>> START
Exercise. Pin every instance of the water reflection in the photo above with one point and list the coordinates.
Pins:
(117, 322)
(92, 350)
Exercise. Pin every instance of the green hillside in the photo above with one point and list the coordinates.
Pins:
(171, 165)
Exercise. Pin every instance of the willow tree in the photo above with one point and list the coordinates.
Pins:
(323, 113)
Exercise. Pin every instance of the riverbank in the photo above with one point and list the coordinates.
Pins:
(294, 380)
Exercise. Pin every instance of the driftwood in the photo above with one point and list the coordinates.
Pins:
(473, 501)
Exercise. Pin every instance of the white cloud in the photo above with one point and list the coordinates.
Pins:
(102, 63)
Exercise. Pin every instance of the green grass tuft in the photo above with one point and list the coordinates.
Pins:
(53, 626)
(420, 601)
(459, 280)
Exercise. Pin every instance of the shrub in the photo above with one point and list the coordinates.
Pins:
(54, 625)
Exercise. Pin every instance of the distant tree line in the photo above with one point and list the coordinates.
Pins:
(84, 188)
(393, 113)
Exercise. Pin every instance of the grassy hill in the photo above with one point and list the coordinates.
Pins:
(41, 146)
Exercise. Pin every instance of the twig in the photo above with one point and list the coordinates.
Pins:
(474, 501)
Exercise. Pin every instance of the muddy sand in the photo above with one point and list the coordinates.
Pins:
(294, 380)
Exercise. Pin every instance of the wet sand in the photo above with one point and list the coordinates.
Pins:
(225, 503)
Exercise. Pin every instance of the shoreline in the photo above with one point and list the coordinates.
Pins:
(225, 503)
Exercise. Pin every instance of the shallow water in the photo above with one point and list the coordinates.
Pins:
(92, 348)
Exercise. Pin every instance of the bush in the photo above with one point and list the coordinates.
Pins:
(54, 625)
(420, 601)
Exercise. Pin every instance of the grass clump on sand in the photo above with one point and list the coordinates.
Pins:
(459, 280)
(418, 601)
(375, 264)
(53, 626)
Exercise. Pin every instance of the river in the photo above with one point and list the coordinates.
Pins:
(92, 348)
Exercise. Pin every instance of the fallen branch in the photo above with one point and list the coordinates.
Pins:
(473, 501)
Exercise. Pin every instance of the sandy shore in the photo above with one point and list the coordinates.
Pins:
>> END
BRIEF:
Print the line containing "Exercise. Pin every instance of the riverbank" and every line after it to the end of the records above, exactly as written, and nothing else.

TASK SOLUTION:
Exercise. Pin every instance of the riverbank in the photo above with one point and list the coordinates.
Pins:
(294, 380)
Exercise. Pin every instance of the driftwood in the photo above with one point and list the coordinates.
Pins:
(473, 501)
Exercise. Pin every instance of the white cloud in the photo above with one point and list the coordinates.
Pins:
(102, 63)
Exercise. Pin every instance of the green grass tuft in the photo above with one point and list the coordinates.
Pins:
(53, 626)
(420, 601)
(459, 280)
Exercise. Pin every instance of the shrub in the photo above with one point and list the coordinates.
Pins:
(54, 625)
Exercise. Pin every instance of the distant tree line in the photo above with one point and list the coordinates.
Pins:
(84, 188)
(393, 113)
Exercise. Pin every instance of the grassy hill in the photo above with one point and list the coordinates.
Pins:
(41, 146)
Exercise. Pin every instance of the twig in the photo above with one point and list the coordinates.
Pins:
(474, 501)
Exercise. Pin every instance of the muddy sand in the photo above with one point and list the coordinates.
Pins:
(294, 380)
Exercise. Pin every instance of the wet sand in the photo above with one point and list the coordinates.
Pins:
(225, 503)
Exercise. Pin every instance of the shoreline in the photo above with one point and list the coordinates.
Pins:
(225, 503)
Exercise. Pin every instance of the shallow water in the photo above with one point and list the coordinates.
Pins:
(92, 348)
Exercise. Pin every instance of the bush in the photo above with one point and list the coordinates.
Pins:
(54, 625)
(420, 601)
Exercise. Pin every instance of the grass clump on sand in the photo above with one point and list the coordinates.
Pins:
(459, 280)
(418, 601)
(375, 264)
(53, 626)
Exercise. Pin every instance of the river in the photo above with one point and list the coordinates.
Pins:
(92, 348)
Exercise. Pin every instance of the fallen branch in the photo above with one point and list the coordinates.
Pins:
(473, 501)
Exercise. Pin every instance of the sandy shore in the photo above with one point and list the coordinates.
Pins:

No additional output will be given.